■ Work task 1:
Copy the portion of the Pat Rafter excerpt that begins with the words containing "Rafter did return" and ends with "alongside Joshua Eagle.".
■ Work task 2:
According to the Pat Rafter excerpt, who partnered Rafter in doubles at the two 2004 tournaments?

■ Page excerpt:

Rafter did not play any tour matches in 2002. He spent the year recovering from injuries. In January 2003, he announced his retirement from professional tennis, stating that he had lost all motivation to compete at the top level.

===Comebacks and post-retirement activities===
The 5,500-seat centre court of the Queensland Tennis Centre in Brisbane, Australia, was named Pat Rafter Arena in Rafter's honour. In 2002, he won the Australian of the Year award. This created some controversy, as he had spent much of his career residing in Bermuda for tax purposes.

Rafter did return at the beginning of the 2004 season to play doubles at two tournaments only; the 2004 Australian Open and the 2004 AAPT Championships (in Adelaide). However, he lost in round one of both events, playing alongside Joshua Eagle.

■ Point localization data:
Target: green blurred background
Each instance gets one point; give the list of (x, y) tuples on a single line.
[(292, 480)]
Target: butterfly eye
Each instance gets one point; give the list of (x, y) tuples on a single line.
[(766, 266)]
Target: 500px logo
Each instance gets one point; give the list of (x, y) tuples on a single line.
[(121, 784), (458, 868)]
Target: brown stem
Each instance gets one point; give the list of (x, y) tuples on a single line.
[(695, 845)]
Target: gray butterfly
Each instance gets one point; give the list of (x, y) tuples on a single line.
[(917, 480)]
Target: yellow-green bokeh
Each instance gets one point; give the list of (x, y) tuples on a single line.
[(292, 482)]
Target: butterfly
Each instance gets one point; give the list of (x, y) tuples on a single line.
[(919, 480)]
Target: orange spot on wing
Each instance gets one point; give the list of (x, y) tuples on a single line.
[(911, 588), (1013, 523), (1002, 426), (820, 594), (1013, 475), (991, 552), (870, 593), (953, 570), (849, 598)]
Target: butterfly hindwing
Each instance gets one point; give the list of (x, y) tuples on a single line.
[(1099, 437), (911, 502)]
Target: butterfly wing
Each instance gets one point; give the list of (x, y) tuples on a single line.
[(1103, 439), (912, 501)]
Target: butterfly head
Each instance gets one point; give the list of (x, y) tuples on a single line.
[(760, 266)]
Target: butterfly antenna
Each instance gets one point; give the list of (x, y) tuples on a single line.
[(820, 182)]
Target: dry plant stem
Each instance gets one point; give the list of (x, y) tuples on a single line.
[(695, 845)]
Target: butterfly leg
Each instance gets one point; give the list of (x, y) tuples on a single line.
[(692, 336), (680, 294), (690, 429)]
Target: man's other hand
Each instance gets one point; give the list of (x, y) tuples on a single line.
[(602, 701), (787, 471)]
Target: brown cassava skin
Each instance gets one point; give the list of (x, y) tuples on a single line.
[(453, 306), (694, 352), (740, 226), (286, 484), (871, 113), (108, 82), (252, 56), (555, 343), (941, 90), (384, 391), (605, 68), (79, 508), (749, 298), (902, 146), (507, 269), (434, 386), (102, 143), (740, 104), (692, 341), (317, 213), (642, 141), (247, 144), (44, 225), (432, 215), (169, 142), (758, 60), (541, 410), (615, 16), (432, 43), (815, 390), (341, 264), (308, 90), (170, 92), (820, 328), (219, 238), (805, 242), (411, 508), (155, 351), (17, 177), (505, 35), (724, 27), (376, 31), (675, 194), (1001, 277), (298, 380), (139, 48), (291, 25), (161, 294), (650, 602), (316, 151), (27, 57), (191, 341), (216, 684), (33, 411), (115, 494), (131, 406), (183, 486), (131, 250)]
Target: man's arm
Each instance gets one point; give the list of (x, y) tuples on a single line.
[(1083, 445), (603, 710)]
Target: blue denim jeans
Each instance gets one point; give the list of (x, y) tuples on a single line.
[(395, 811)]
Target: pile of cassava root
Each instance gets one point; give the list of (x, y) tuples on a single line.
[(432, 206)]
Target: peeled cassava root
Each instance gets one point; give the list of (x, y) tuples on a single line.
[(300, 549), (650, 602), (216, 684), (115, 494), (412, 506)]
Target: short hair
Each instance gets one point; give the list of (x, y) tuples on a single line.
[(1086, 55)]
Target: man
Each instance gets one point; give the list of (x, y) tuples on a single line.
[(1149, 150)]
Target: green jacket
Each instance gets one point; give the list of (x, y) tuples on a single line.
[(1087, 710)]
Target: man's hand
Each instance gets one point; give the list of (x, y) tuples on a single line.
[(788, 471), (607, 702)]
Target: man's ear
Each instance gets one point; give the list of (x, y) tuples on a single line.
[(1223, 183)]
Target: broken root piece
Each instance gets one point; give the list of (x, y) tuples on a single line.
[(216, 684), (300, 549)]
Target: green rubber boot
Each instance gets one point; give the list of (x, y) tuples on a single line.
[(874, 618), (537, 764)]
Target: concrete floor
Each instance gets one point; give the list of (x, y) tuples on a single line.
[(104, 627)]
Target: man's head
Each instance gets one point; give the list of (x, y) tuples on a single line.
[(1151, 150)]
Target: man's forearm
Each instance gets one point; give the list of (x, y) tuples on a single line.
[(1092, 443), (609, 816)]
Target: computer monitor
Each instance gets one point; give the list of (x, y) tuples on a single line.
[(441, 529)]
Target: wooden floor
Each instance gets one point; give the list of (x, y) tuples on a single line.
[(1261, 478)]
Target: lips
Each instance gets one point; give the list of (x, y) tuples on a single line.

■ Exercise response 1:
Rafter did return at the beginning of the 2004 season to play doubles at two tournaments only; the 2004 Australian Open and the 2004 AAPT Championships (in Adelaide). However, he lost in round one of both events, playing alongside Joshua Eagle.

■ Exercise response 2:
Joshua Eagle